What this exercise asks ->
A - According to the forum thread on Newegg and Bitcoin, which promo code gives the bitcoin discount at Newegg?
B - Pull out every line of the records that contains the string "camel", treating uppercase and lowercase as different.

Passage to read ->
########################################

# Newegg introduces Bitcoin support



## D. Strout (Jul 1, 2014)

As geeks, I know many of us here use Newegg for our tech purchases. That's why I'm sure a lot of you will be happy to hear that they now accept Bitcoin payments. That is all.


----------



## drmike (Jul 1, 2014)

Glad to see more BitCoin and alterna-currency support by more traditional, large companies.


----------



## drmike (Jul 1, 2014)

I am waiting for Ebay/Paypal to join on the BitCoin movement.   When that happens, some serious momentum will happen.


----------



## Cloudrck (Jul 1, 2014)

It's about time, I got tired of paying high taxes at TigerDirect for large items.


----------



## MannDude (Jul 1, 2014)

Nice!

I bought a pair of pants from Overstock.com with BitCoin, returned them and was refunded via BitCoin, then bought a drying rack for wet laundry from them.... with BitCoin!

Pretty rad.


----------



## Aldryic C'boas (Jul 1, 2014)

...one-day pants?  You monster.


----------



## texteditor (Jul 1, 2014)

Newegg accepts Bitcoin* via Bitpay

*Bitcoin, of course, meaning cash from Bitpay


----------



## texteditor (Jul 1, 2014)

MannDude said:


> Nice!
> 
> I bought a pair of pants from Overstock.com with BitCoin, returned them and was refunded via BitCoin, then bought a drying rack for wet laundry from them.... with BitCoin!
> 
> Pretty rad.


Overstock posted some statistics about their Bitcoin sales a while back

The most frequent item purchased by bitcoiners? Bed sheets


----------



## D. Strout (Jul 2, 2014)

CNET published an article about this, does a good job covering some of the implications of such a large retailer getting on board: http://www.cnet.com/news/bitcoin-gets-buy-in-from-newegg-the-tech-focused-retailer/


----------



## SkylarM (Jul 2, 2014)

Bitcoin as a payment processor is pretty cool, must admit. We just added bit-pay, seems like a good time with companies like newegg getting on board.


----------



## texteditor (Jul 2, 2014)

What is gonna happen when Bitpay runs out of VC money to give to businesses in exchange for people's coins? Nothing about their business model makes sense


----------



## dave (Jul 2, 2014)

I would guess that bitpay makes their money buying and selling the coins on the market, with the usual spread.


----------



## D. Strout (Jul 16, 2014)

Quick update: Newegg is offering 10% off up to $100 (in other words, max $10 off) if you pay with bitcoin and use promo code BITCOIN.


----------



## shovenose (Jul 18, 2014)

Amazon>Newegg any day.


----------



## definedcode (Jul 18, 2014)

The only problem (I've found) is that BitPay's withdrawal thresholds are very high, £1000 before you can get a payout in GBP. That's hard for a starting-out host but easy for a company like Newegg.


----------

########################################

Exercise material ->
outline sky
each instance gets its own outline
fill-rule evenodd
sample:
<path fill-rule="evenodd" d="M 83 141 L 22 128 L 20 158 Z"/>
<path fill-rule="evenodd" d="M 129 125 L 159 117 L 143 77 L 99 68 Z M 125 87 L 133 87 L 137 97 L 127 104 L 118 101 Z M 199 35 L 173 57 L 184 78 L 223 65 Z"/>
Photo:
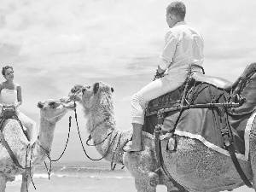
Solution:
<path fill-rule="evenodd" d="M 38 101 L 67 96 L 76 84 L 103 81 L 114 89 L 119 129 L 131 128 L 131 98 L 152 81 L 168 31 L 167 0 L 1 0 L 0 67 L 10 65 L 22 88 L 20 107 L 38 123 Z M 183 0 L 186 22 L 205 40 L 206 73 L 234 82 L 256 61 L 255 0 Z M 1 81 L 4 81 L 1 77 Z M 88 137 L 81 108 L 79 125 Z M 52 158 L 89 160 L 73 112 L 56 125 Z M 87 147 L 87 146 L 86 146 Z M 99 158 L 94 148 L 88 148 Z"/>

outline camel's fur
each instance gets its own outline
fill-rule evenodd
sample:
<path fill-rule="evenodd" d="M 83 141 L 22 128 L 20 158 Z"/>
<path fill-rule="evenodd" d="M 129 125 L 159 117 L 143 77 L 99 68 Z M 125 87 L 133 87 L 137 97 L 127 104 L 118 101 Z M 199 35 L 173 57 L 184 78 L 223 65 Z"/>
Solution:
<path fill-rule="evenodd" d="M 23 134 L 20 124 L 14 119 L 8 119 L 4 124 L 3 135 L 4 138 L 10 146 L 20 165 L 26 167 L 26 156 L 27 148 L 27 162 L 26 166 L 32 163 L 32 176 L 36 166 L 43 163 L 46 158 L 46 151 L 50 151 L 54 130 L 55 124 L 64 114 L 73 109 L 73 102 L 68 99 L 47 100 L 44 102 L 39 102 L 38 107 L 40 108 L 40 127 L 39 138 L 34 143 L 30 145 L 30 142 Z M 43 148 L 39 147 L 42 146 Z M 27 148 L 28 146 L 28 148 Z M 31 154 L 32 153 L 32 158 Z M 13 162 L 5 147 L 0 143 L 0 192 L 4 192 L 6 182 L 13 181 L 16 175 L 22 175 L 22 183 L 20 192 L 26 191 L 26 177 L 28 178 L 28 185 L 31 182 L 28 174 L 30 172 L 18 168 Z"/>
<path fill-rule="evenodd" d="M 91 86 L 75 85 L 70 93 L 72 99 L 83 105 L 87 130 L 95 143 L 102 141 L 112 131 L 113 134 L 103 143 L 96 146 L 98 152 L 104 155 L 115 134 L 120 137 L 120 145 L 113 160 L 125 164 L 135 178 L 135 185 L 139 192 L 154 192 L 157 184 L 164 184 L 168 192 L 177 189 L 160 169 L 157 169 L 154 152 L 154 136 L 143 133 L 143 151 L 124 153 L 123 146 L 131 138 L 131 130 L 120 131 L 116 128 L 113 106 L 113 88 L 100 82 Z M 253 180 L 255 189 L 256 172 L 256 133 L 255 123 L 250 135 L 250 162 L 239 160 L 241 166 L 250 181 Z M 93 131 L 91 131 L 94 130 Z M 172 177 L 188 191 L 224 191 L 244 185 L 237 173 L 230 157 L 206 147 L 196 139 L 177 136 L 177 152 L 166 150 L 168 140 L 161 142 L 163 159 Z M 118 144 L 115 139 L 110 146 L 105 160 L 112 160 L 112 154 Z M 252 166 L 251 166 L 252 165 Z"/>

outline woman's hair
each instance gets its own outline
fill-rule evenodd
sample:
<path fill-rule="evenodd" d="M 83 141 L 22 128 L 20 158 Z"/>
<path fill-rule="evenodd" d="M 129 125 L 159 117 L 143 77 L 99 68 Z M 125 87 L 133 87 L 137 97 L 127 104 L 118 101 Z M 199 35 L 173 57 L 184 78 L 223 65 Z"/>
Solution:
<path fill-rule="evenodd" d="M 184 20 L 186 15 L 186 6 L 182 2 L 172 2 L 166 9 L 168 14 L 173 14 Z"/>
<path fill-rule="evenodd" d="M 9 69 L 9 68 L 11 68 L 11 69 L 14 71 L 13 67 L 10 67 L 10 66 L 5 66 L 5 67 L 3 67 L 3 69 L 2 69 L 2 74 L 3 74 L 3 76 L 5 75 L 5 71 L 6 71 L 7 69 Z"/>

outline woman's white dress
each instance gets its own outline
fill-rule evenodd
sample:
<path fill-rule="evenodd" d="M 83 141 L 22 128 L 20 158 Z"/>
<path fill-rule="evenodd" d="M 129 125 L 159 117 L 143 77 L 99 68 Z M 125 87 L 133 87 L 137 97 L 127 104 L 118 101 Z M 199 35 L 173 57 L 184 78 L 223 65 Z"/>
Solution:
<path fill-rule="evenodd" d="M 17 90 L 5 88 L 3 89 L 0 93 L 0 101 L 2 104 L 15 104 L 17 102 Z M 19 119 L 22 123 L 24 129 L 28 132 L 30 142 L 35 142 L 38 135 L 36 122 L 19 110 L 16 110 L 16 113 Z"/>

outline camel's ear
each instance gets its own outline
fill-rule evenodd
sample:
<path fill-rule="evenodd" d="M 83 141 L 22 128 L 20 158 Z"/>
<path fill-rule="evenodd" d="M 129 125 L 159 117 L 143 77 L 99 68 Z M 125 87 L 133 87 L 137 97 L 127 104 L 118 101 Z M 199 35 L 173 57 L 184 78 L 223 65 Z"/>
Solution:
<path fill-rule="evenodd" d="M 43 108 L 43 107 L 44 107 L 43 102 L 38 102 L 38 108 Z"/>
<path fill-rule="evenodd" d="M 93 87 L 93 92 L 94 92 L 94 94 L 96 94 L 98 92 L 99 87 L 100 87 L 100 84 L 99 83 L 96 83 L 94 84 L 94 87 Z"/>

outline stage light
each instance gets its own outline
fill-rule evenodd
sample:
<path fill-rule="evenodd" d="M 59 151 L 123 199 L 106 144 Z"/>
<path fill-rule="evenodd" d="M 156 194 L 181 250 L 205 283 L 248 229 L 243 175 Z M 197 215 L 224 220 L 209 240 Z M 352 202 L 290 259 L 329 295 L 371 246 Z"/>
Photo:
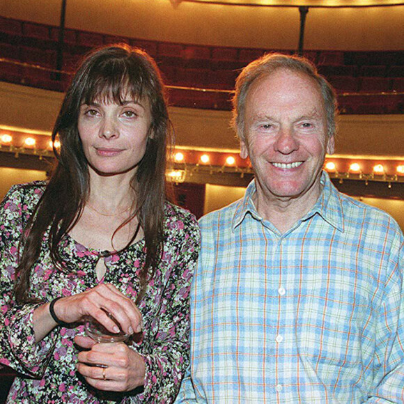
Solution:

########################################

The solutions ->
A - BITCOIN

B -
outline camel's fur
outline camel's ear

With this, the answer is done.